* Start *
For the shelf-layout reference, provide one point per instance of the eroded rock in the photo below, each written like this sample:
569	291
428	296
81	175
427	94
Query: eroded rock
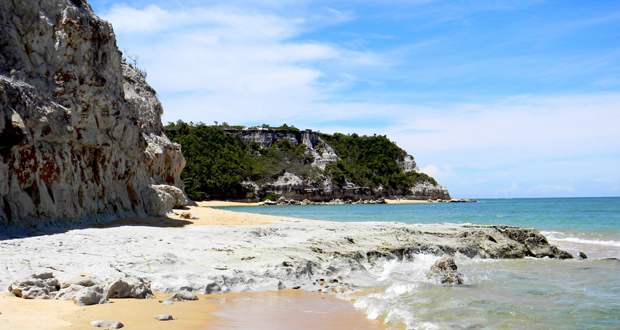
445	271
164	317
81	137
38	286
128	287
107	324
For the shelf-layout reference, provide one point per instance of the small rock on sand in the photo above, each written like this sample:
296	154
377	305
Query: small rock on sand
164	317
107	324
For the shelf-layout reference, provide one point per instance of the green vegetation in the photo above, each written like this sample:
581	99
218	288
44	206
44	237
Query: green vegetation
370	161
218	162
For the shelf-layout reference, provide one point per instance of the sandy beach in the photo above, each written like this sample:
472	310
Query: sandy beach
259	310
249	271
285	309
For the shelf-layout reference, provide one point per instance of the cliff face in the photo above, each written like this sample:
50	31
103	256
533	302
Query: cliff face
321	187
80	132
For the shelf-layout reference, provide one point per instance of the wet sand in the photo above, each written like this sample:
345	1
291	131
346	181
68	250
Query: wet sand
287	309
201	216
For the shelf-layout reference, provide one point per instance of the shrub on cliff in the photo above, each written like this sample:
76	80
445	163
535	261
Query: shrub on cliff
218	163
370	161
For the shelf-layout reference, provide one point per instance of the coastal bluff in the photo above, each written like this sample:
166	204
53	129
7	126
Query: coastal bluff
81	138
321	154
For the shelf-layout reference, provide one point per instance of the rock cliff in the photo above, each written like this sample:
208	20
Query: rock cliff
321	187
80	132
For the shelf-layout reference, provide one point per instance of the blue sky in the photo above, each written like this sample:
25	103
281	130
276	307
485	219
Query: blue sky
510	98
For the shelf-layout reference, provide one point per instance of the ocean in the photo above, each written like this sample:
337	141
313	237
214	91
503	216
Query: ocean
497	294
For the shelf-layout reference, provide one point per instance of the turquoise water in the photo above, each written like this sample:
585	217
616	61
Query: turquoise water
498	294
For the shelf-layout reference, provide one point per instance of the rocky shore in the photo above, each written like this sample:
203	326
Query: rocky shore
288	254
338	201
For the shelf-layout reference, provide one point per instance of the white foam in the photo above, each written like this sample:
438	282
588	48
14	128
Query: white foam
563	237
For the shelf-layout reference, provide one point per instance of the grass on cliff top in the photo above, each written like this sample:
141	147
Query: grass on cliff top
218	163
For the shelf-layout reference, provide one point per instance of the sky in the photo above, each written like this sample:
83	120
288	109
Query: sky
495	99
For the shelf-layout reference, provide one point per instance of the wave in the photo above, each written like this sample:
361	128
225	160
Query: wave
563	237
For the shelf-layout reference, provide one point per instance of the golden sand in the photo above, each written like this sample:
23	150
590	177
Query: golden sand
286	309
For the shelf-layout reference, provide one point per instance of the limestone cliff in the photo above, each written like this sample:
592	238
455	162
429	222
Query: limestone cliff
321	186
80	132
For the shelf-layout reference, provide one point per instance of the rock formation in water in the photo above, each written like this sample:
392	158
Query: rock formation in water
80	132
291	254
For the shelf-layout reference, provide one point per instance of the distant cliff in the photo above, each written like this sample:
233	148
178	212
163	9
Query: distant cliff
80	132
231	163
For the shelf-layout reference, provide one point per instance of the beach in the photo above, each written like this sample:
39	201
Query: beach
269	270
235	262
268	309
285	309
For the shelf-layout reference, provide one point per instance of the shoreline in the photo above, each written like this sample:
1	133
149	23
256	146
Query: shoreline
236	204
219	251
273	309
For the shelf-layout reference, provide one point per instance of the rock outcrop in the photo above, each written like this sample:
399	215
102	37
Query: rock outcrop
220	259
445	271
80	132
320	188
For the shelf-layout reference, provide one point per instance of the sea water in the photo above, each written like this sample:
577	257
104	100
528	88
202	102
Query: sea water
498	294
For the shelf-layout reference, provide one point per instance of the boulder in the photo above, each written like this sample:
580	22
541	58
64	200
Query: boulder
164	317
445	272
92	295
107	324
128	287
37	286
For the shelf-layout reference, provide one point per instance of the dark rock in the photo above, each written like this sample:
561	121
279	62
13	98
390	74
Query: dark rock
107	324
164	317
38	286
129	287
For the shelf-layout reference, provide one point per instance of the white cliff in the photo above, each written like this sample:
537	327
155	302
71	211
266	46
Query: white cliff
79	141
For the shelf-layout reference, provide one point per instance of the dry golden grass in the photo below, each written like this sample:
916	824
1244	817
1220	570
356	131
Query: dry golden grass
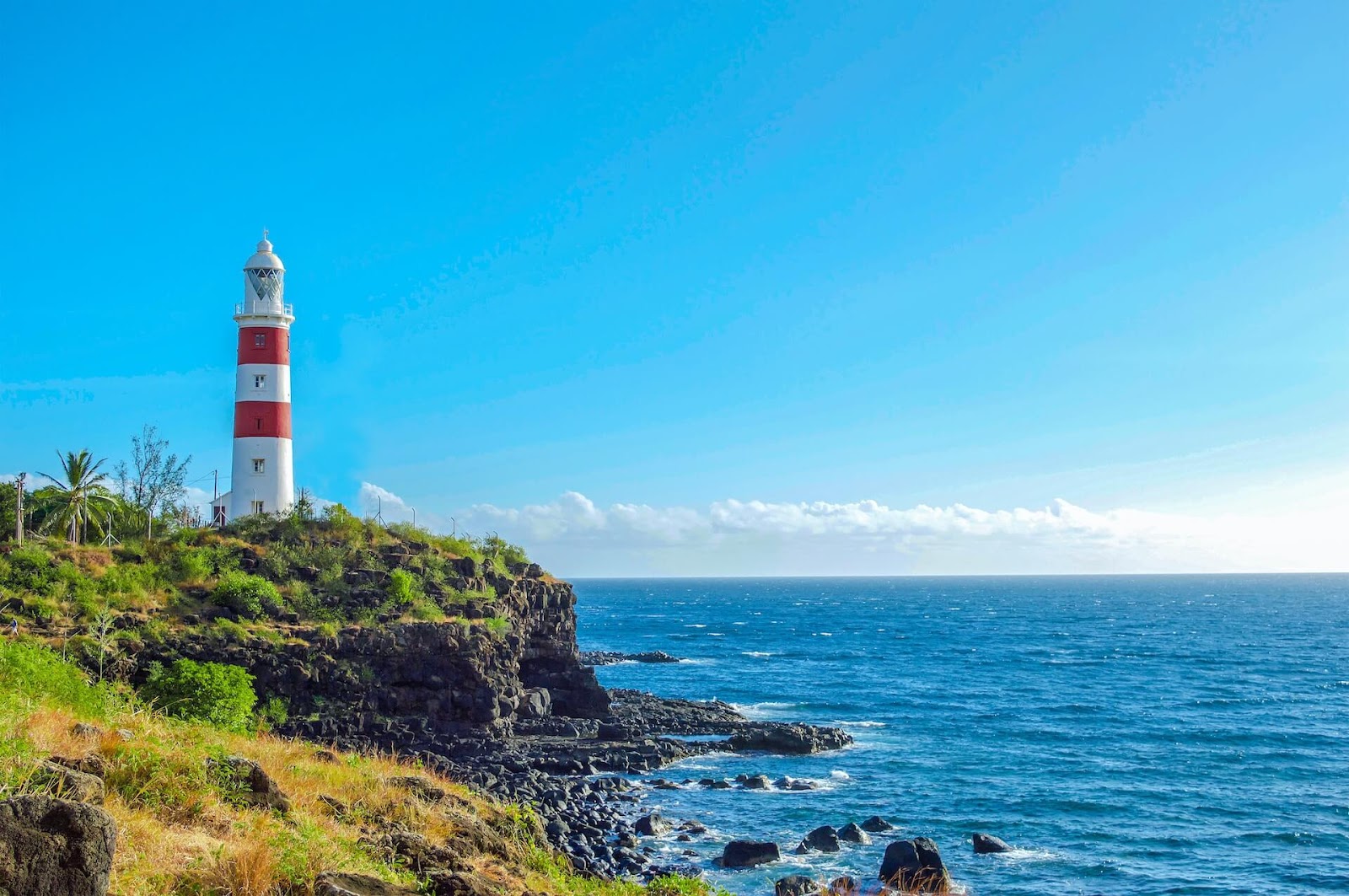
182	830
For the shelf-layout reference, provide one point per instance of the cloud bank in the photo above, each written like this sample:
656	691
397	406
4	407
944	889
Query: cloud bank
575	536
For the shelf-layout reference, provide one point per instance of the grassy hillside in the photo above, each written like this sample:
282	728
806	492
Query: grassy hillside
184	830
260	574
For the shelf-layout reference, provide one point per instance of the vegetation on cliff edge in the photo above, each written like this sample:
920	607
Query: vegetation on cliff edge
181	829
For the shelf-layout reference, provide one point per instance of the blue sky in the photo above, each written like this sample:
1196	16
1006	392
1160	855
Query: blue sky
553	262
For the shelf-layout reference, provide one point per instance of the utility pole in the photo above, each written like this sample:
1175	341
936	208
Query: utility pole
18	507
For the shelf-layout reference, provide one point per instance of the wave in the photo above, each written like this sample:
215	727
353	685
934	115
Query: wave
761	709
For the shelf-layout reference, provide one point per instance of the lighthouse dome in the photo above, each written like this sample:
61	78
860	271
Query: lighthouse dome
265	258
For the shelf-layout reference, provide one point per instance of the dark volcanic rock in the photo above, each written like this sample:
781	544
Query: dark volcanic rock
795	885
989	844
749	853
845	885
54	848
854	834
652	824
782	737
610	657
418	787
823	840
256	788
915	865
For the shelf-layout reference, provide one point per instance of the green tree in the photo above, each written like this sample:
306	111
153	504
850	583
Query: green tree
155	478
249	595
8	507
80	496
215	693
* End *
* Start *
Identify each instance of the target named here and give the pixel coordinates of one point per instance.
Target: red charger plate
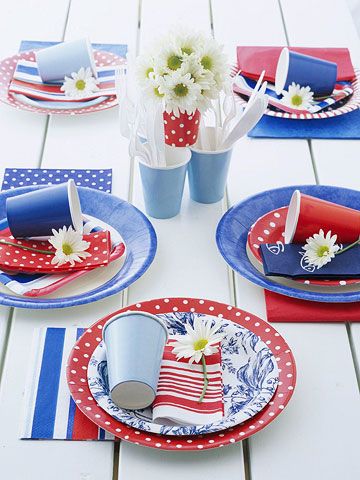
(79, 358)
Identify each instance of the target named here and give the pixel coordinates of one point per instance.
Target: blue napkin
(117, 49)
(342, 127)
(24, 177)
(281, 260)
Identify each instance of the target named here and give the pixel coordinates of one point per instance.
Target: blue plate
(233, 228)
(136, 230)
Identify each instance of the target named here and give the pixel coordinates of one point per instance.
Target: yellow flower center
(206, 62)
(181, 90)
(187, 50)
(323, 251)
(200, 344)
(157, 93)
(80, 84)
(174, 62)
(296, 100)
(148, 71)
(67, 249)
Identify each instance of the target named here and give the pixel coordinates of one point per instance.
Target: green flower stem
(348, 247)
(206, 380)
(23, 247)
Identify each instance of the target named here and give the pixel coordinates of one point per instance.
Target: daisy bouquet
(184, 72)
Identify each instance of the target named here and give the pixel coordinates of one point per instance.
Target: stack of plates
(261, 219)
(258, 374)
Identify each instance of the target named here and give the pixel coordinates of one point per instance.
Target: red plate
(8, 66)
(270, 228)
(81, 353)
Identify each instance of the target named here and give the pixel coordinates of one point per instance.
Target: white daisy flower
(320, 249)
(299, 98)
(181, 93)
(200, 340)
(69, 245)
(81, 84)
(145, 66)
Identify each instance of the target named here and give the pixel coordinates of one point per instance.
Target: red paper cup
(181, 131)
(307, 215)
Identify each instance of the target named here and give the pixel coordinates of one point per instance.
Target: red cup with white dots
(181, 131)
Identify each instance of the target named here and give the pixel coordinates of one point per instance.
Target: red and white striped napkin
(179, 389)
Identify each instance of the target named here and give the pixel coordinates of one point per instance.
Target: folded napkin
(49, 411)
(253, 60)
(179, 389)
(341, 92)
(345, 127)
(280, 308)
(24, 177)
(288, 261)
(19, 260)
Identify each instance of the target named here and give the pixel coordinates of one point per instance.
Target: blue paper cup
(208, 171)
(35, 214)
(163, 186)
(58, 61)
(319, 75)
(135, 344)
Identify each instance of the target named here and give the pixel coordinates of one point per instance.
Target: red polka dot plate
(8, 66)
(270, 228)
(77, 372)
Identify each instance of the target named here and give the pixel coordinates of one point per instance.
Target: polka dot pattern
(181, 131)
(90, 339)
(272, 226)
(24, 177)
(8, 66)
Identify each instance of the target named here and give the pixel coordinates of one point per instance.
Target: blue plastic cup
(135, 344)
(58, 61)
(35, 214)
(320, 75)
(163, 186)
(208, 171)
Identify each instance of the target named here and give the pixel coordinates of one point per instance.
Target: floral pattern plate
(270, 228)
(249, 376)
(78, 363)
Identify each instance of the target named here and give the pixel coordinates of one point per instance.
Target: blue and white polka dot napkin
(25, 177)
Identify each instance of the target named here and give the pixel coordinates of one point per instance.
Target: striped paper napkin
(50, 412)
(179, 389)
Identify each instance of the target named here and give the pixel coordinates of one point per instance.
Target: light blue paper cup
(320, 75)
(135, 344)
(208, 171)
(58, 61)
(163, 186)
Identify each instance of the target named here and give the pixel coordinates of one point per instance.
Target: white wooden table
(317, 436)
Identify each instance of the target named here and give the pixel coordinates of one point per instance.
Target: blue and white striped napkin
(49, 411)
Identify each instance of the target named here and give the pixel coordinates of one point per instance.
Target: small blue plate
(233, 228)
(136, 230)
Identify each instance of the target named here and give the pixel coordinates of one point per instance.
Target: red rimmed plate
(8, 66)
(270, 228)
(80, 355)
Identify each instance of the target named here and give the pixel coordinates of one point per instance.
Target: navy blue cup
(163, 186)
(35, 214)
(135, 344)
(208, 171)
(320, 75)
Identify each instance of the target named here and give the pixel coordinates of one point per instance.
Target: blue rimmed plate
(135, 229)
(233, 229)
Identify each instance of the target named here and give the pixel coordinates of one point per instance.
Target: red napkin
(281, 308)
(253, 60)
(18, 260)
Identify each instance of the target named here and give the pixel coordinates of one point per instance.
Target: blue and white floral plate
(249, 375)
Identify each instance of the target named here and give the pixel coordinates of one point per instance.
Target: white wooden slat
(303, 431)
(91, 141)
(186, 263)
* End *
**WHAT THIS TASK INVOLVES:** How many lines in the listing above contain the string "floral"? Case matters. Reply with the number alone.

**TASK ANSWER:** 2